─── Supplied records

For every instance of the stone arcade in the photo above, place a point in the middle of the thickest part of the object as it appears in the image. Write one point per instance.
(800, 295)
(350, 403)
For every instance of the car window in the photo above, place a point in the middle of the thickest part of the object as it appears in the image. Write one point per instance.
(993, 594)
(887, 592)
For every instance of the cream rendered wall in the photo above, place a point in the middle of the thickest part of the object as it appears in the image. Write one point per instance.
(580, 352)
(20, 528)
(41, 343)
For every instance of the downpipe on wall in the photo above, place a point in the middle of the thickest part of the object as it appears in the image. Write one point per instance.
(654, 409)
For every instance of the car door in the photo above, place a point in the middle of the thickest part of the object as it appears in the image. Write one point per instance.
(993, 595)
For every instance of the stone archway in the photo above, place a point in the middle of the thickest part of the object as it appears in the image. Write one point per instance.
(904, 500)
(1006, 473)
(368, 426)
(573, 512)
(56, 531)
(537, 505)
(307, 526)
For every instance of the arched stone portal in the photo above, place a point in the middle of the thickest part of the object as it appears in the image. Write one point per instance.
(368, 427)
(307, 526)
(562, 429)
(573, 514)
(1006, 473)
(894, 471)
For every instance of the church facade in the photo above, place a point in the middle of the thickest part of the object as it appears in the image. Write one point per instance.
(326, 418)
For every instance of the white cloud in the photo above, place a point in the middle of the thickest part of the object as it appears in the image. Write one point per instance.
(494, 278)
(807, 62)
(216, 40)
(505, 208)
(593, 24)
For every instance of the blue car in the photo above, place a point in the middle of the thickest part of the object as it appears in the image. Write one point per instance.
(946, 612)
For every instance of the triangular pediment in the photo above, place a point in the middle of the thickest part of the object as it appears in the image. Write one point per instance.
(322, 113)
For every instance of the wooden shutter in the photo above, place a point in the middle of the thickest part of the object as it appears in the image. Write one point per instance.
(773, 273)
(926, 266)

──────

:: Written request ::
Transcribe, word for word, the lines from the one containing "For every instance of the triangular" through the end of the entries, inclusive.

:: Output below ::
For every instance of the triangular pediment in the photo above, place a point in the middle of the thickest part of the object as it appears in the image. Write one point per instance.
(322, 113)
For every instance of the wooden shutter in the photo above, place a point in the middle of the thickest part of the object as it appears in the image. Write one point per instance.
(773, 273)
(926, 266)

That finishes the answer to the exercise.